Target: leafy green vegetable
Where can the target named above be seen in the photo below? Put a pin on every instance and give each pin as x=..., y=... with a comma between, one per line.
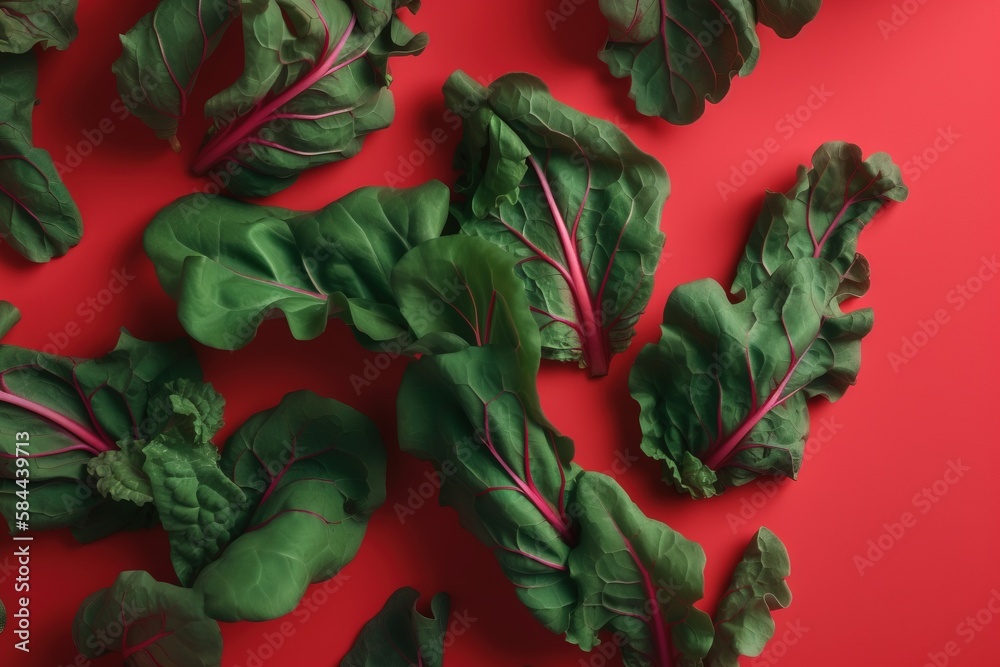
x=724, y=394
x=313, y=471
x=743, y=623
x=400, y=636
x=573, y=199
x=150, y=623
x=162, y=55
x=85, y=418
x=679, y=53
x=37, y=215
x=231, y=264
x=24, y=23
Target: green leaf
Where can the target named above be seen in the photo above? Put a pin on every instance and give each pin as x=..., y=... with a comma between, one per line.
x=313, y=471
x=38, y=217
x=787, y=17
x=679, y=53
x=24, y=23
x=315, y=82
x=822, y=216
x=9, y=317
x=150, y=623
x=637, y=578
x=507, y=473
x=723, y=394
x=231, y=264
x=76, y=410
x=400, y=636
x=162, y=55
x=573, y=199
x=743, y=623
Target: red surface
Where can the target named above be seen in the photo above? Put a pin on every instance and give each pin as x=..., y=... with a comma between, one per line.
x=891, y=437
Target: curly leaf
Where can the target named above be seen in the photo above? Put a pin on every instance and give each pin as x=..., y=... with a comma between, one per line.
x=822, y=216
x=24, y=23
x=637, y=578
x=162, y=55
x=400, y=636
x=150, y=623
x=723, y=394
x=573, y=200
x=38, y=217
x=662, y=46
x=787, y=17
x=743, y=623
x=313, y=471
x=508, y=473
x=230, y=264
x=315, y=82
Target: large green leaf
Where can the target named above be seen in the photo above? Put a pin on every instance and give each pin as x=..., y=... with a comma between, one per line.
x=231, y=264
x=678, y=53
x=573, y=199
x=38, y=217
x=313, y=471
x=151, y=623
x=637, y=578
x=315, y=82
x=24, y=23
x=822, y=215
x=162, y=55
x=400, y=636
x=506, y=472
x=743, y=623
x=723, y=394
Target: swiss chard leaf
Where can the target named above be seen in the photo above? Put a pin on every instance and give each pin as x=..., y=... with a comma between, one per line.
x=313, y=471
x=743, y=623
x=679, y=53
x=822, y=216
x=162, y=55
x=787, y=17
x=24, y=23
x=723, y=394
x=150, y=623
x=400, y=636
x=507, y=473
x=78, y=412
x=38, y=217
x=231, y=264
x=315, y=82
x=573, y=199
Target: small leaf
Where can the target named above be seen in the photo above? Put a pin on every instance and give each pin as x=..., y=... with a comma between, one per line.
x=743, y=623
x=400, y=636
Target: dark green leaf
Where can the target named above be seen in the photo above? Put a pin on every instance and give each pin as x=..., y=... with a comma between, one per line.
x=162, y=56
x=400, y=636
x=230, y=264
x=573, y=199
x=743, y=623
x=822, y=215
x=38, y=217
x=506, y=472
x=24, y=23
x=315, y=82
x=151, y=623
x=313, y=471
x=723, y=394
x=638, y=579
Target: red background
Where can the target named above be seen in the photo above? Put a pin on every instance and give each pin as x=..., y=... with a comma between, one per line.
x=895, y=433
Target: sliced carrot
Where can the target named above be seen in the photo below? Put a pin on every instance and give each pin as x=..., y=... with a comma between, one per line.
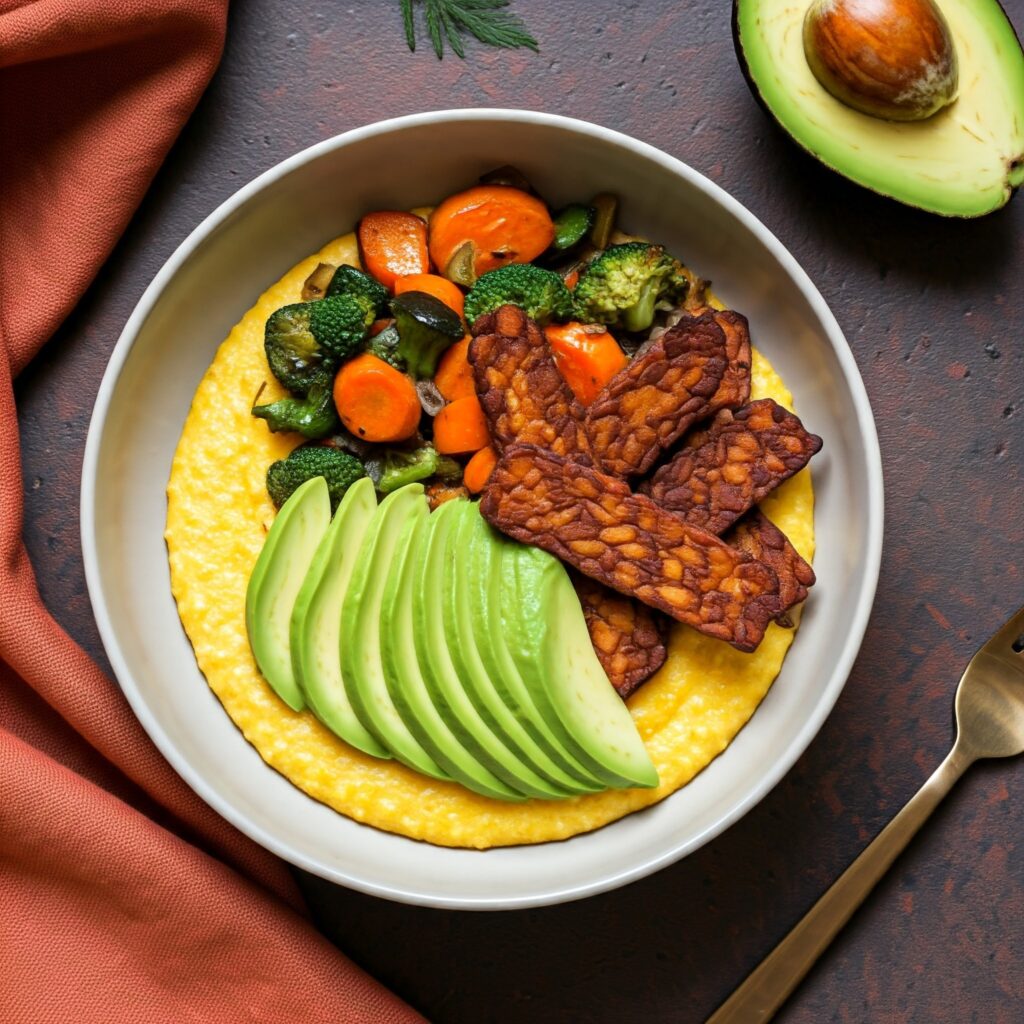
x=375, y=400
x=461, y=427
x=393, y=244
x=433, y=284
x=586, y=355
x=504, y=225
x=478, y=469
x=455, y=376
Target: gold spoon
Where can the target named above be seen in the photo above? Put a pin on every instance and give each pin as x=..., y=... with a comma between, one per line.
x=989, y=724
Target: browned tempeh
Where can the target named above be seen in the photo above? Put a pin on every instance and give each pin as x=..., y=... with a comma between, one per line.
x=735, y=387
x=629, y=638
x=759, y=537
x=523, y=395
x=596, y=524
x=725, y=470
x=657, y=396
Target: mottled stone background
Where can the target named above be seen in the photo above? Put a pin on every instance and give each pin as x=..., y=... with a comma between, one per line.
x=934, y=311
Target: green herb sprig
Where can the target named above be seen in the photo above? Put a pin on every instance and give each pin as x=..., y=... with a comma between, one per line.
x=453, y=19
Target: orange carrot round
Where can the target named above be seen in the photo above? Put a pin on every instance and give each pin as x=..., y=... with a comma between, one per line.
x=504, y=225
x=478, y=469
x=433, y=284
x=586, y=355
x=375, y=400
x=455, y=376
x=392, y=245
x=461, y=427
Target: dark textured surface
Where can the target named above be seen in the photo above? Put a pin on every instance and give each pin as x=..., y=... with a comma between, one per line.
x=934, y=311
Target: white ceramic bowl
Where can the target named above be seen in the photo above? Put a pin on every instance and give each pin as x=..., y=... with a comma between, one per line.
x=290, y=212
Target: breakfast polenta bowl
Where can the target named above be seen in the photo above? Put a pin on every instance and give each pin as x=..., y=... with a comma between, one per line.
x=517, y=526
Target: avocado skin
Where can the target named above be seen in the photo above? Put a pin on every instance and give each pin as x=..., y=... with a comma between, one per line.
x=752, y=82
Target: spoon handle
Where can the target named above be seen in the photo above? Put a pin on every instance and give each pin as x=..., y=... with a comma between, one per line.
x=770, y=984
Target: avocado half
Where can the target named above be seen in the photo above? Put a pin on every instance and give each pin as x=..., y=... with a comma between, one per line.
x=965, y=161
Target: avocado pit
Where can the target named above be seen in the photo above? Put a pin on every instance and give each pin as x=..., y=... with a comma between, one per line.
x=889, y=58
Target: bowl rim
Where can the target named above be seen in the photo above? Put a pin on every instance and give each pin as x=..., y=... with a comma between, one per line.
x=870, y=556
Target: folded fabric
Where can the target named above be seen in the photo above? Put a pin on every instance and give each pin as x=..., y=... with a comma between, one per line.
x=122, y=895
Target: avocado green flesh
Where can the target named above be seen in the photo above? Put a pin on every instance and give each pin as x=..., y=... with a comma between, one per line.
x=433, y=648
x=964, y=161
x=482, y=593
x=276, y=580
x=549, y=640
x=406, y=684
x=468, y=659
x=315, y=629
x=361, y=668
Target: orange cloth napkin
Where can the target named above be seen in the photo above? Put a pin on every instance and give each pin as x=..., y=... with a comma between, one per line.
x=122, y=895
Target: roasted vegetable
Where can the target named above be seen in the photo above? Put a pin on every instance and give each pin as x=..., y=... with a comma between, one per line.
x=313, y=417
x=339, y=468
x=605, y=208
x=393, y=244
x=305, y=339
x=503, y=225
x=571, y=225
x=351, y=281
x=314, y=287
x=523, y=395
x=399, y=468
x=542, y=295
x=626, y=284
x=375, y=400
x=426, y=328
x=385, y=346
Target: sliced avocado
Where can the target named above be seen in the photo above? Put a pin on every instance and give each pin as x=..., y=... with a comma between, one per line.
x=549, y=639
x=506, y=702
x=275, y=581
x=964, y=161
x=436, y=566
x=315, y=629
x=404, y=681
x=361, y=668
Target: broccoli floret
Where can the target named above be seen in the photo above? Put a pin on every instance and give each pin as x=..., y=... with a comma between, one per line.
x=541, y=294
x=385, y=346
x=626, y=284
x=313, y=417
x=399, y=468
x=351, y=281
x=426, y=328
x=340, y=323
x=340, y=470
x=306, y=339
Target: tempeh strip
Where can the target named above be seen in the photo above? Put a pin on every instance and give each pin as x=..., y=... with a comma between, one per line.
x=759, y=537
x=595, y=523
x=726, y=469
x=523, y=395
x=657, y=396
x=735, y=387
x=628, y=637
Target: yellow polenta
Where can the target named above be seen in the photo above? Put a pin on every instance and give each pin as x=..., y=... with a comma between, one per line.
x=218, y=513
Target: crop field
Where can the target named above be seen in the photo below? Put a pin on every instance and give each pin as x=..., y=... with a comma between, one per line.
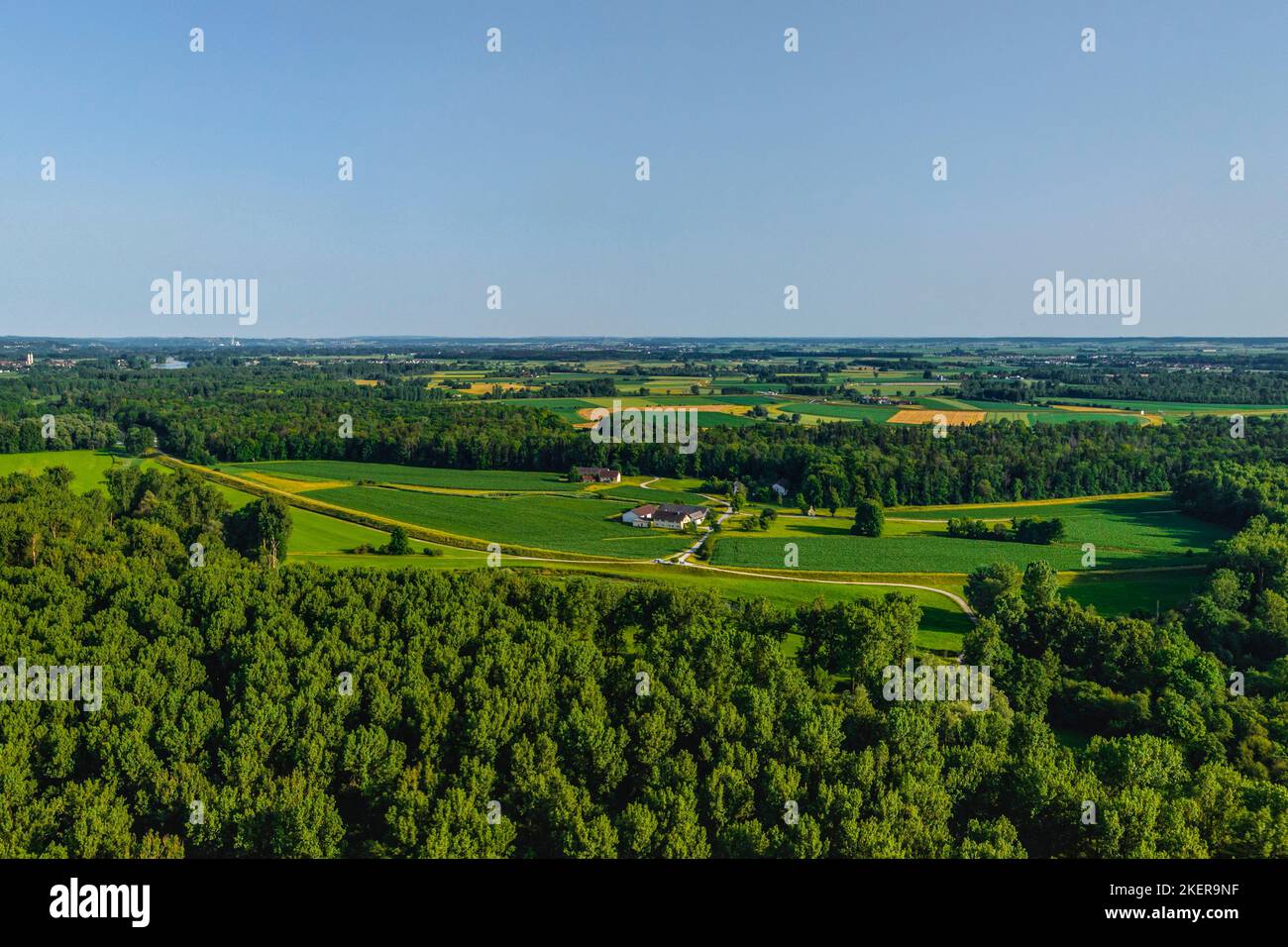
====
Problem description » In the answer, include exactly the lines from the top of the entries through the line containing "Target: green leaf", and nothing else, not even the pictures.

Result of this exercise »
Target: leafy green vegetable
Where can the target named above be seen in the photo below? Put a pin on every instance and give each pin as x=..., y=... with a comma between, one per line.
x=724, y=394
x=313, y=471
x=743, y=623
x=400, y=636
x=573, y=199
x=150, y=623
x=162, y=55
x=85, y=418
x=679, y=53
x=37, y=215
x=231, y=264
x=24, y=23
Target: green leaf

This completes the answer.